Tasks to perform
**a)** Repeat the passage on solar stocks word for word, from "So why aren't" to "here is mine.".
**b)** In the passage on solar stocks, by roughly how much does Charlie Gay say costs can keep dropping for each doubling of installed capacity?

Supplied passage

[start]

I have long said that solar technology is where computing was in 1971. I stand by that. I see the same mix of skeptical enterprise buyers and hobbyists or enthusiasts, a growing market at the front of the demand curve. Scaling supply to meet demand seems to be the main challenge.
So why aren't companies like First Solar (FSLR), LDK Solar (LDK) and Suntech (STP) being treated like Intel (INTC) or TI (TXN) were a generation ago? Why are most large solar stocks rated as "sell?" It's a disconnect a lot of analysts in the space want answers for. So here is mine.
While there are certainly some ready with conspiracy theories, a better reason is that how we make solar systems, the materials and manufacturing processes, are not nearly as settled as they were for chips in 1971. Back then, we understood the planar process. We knew that silicon oxide semiconductors were the way to go. Accurately microscoping designs and burning them into substrate were the main challenges.
That's not true for solar today. In a recent interview on Reddit, Applied Materials' Charlie Gay insisted that, contrary to the bears' assumptions, costs can continue dropping roughly 18% for each doubling of installed capacity, as it has for decades.

[end]

Information provided
[start]

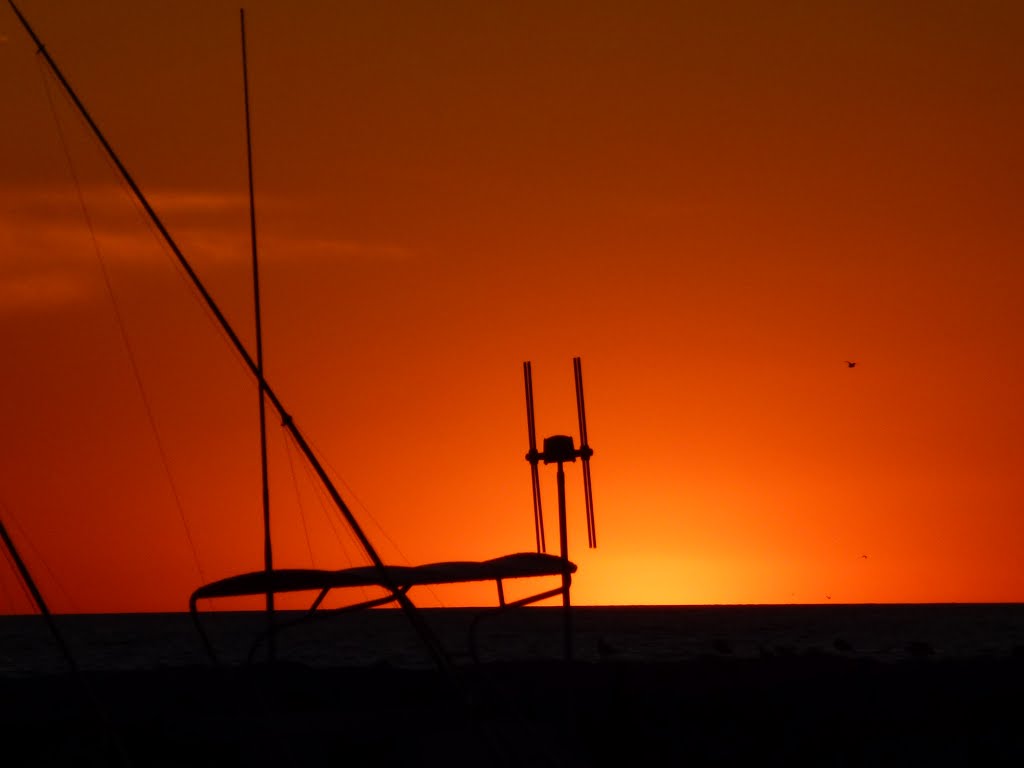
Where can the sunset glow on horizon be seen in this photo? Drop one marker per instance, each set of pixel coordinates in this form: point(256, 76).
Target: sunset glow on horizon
point(715, 205)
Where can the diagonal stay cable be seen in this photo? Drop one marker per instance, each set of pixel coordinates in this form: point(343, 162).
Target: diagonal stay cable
point(119, 317)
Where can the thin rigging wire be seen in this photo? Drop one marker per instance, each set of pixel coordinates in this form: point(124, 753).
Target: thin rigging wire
point(341, 480)
point(298, 498)
point(9, 516)
point(122, 329)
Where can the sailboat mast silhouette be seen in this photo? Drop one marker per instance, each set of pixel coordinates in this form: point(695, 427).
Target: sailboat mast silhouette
point(255, 366)
point(264, 470)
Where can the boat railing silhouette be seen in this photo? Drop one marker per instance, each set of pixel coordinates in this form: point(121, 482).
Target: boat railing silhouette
point(395, 581)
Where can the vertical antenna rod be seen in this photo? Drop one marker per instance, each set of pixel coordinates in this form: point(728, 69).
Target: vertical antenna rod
point(426, 635)
point(267, 544)
point(534, 458)
point(585, 454)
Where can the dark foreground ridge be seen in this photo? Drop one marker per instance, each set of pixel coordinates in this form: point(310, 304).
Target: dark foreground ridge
point(814, 710)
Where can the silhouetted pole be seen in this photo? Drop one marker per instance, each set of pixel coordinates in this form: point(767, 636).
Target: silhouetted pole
point(563, 543)
point(426, 635)
point(264, 472)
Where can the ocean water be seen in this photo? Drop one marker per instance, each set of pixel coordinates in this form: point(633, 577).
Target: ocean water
point(133, 641)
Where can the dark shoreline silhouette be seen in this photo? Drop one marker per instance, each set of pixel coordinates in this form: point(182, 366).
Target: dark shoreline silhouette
point(848, 685)
point(821, 709)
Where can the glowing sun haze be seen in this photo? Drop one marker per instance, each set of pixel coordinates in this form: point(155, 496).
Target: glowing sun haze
point(715, 205)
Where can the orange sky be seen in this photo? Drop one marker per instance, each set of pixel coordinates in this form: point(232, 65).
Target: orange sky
point(713, 204)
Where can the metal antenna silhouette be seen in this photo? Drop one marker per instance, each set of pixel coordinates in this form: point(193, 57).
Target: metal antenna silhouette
point(558, 450)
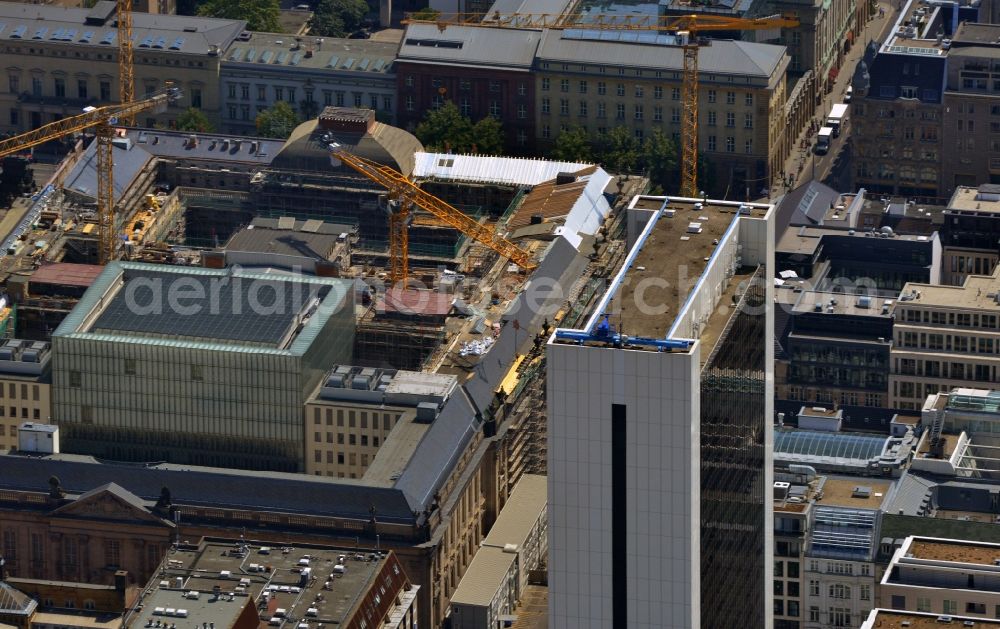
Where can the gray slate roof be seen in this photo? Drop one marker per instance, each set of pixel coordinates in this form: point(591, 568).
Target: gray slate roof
point(911, 492)
point(175, 144)
point(127, 165)
point(721, 57)
point(163, 33)
point(15, 602)
point(806, 205)
point(262, 491)
point(119, 491)
point(470, 45)
point(274, 52)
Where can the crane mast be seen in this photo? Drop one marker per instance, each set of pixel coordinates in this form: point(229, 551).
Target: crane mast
point(126, 78)
point(102, 120)
point(407, 195)
point(686, 27)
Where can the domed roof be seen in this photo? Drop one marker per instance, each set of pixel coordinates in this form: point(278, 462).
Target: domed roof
point(307, 146)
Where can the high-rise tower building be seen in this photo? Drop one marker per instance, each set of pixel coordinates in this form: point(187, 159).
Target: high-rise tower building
point(660, 432)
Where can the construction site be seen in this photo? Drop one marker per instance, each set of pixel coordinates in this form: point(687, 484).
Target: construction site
point(434, 292)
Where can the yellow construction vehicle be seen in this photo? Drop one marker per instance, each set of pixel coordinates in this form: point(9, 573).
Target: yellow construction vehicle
point(685, 27)
point(406, 195)
point(103, 120)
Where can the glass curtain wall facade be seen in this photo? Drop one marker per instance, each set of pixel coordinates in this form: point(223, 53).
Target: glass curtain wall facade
point(234, 405)
point(734, 554)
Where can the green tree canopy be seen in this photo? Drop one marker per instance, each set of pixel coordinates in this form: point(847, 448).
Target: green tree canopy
point(445, 129)
point(260, 15)
point(337, 18)
point(487, 137)
point(573, 145)
point(277, 122)
point(619, 150)
point(659, 160)
point(193, 119)
point(309, 109)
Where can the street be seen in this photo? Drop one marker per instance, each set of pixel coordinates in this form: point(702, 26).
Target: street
point(834, 168)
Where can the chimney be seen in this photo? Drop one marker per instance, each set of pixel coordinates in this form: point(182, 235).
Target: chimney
point(121, 581)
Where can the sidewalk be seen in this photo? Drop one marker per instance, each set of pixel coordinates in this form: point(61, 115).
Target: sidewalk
point(798, 162)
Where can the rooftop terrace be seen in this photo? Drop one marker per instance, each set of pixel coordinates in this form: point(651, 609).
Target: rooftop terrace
point(984, 199)
point(687, 261)
point(215, 306)
point(884, 619)
point(841, 304)
point(677, 250)
point(855, 493)
point(954, 551)
point(978, 293)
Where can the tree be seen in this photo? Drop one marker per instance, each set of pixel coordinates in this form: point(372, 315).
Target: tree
point(260, 15)
point(193, 119)
point(659, 160)
point(487, 137)
point(308, 109)
point(277, 122)
point(572, 145)
point(620, 150)
point(445, 129)
point(338, 18)
point(427, 13)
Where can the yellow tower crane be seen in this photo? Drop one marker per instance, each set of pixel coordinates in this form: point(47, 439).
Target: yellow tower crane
point(103, 120)
point(126, 78)
point(407, 195)
point(685, 27)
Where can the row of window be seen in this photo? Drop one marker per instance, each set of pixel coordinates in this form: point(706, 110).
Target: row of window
point(838, 567)
point(69, 555)
point(639, 91)
point(351, 439)
point(12, 412)
point(792, 569)
point(951, 319)
point(947, 342)
point(887, 171)
point(638, 112)
point(712, 144)
point(781, 609)
point(351, 458)
point(846, 398)
point(60, 89)
point(354, 419)
point(465, 85)
point(836, 616)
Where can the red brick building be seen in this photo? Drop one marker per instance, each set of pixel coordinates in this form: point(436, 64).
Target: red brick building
point(485, 72)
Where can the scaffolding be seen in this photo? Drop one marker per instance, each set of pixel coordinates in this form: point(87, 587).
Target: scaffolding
point(395, 344)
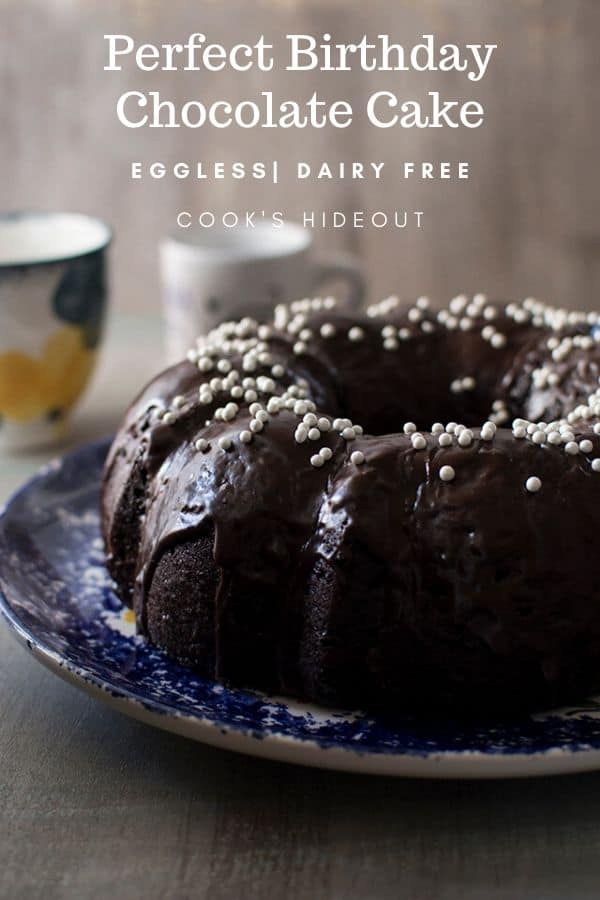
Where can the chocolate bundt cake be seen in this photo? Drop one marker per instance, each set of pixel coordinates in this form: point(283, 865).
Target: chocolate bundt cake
point(397, 510)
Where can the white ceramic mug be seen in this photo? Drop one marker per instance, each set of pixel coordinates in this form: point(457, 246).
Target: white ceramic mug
point(209, 276)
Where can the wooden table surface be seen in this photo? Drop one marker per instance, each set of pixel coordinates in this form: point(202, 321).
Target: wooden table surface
point(95, 805)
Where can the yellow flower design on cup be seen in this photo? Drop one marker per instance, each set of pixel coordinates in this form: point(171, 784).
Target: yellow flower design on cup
point(49, 384)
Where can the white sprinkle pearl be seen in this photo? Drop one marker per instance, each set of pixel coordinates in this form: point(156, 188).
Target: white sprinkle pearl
point(356, 334)
point(327, 330)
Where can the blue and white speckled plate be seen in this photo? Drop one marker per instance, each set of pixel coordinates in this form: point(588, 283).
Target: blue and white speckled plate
point(57, 598)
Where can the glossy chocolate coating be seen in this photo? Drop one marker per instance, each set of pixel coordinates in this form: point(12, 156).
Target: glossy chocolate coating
point(376, 584)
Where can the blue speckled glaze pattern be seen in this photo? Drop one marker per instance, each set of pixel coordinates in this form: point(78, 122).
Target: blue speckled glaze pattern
point(57, 595)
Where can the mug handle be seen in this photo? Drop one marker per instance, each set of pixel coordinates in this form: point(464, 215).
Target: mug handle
point(343, 266)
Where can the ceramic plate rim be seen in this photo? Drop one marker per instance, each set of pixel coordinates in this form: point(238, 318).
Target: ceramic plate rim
point(279, 746)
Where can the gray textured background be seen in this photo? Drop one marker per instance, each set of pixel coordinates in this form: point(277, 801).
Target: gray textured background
point(527, 222)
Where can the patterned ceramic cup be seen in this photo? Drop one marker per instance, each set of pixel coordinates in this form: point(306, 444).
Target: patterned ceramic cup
point(52, 302)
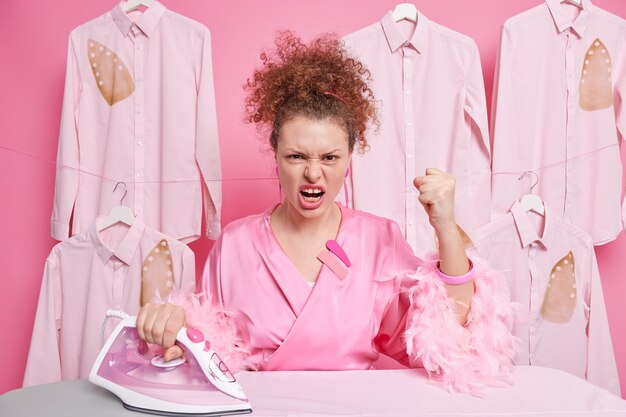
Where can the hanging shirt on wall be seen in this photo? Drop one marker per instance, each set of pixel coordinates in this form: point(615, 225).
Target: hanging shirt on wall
point(559, 110)
point(433, 115)
point(84, 277)
point(139, 108)
point(555, 278)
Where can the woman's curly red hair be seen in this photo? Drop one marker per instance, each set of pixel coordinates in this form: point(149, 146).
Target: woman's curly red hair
point(319, 80)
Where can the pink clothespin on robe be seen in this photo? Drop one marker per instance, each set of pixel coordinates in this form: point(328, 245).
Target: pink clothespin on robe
point(339, 263)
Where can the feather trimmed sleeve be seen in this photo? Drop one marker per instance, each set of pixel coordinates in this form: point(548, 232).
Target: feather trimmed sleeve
point(227, 334)
point(465, 358)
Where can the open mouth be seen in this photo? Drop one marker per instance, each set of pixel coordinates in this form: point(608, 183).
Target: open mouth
point(311, 194)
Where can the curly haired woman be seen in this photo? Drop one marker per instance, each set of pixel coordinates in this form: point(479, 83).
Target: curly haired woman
point(313, 285)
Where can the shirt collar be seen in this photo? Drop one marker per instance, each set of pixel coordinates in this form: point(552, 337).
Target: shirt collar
point(147, 21)
point(396, 38)
point(561, 20)
point(127, 247)
point(526, 230)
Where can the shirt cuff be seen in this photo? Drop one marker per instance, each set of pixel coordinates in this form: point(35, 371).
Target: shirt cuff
point(58, 230)
point(456, 280)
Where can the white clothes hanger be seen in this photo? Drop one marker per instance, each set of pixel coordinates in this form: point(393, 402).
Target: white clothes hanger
point(131, 5)
point(406, 11)
point(530, 201)
point(577, 3)
point(118, 213)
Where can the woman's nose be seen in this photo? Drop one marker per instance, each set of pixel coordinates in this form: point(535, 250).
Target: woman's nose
point(313, 171)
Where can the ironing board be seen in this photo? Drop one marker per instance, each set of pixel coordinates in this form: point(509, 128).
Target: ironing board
point(389, 393)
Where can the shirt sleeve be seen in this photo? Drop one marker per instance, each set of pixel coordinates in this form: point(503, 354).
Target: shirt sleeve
point(619, 101)
point(68, 159)
point(479, 155)
point(207, 143)
point(43, 365)
point(601, 365)
point(502, 130)
point(188, 273)
point(390, 338)
point(212, 274)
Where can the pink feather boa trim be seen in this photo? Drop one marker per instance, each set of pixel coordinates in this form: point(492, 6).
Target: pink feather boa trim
point(464, 358)
point(221, 328)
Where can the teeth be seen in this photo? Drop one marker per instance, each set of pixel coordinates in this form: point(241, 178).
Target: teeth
point(312, 191)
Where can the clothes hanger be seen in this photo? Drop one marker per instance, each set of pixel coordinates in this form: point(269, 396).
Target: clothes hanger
point(131, 5)
point(532, 202)
point(118, 213)
point(406, 11)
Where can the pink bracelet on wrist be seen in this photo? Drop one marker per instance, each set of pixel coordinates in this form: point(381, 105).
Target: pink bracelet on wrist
point(456, 280)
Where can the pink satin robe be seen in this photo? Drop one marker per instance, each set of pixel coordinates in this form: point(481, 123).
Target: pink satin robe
point(339, 324)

[end]

Solutions by task
**a)**
So why aren't companies like First Solar (FSLR), LDK Solar (LDK) and Suntech (STP) being treated like Intel (INTC) or TI (TXN) were a generation ago? Why are most large solar stocks rated as "sell?" It's a disconnect a lot of analysts in the space want answers for. So here is mine.

**b)** Roughly 18%.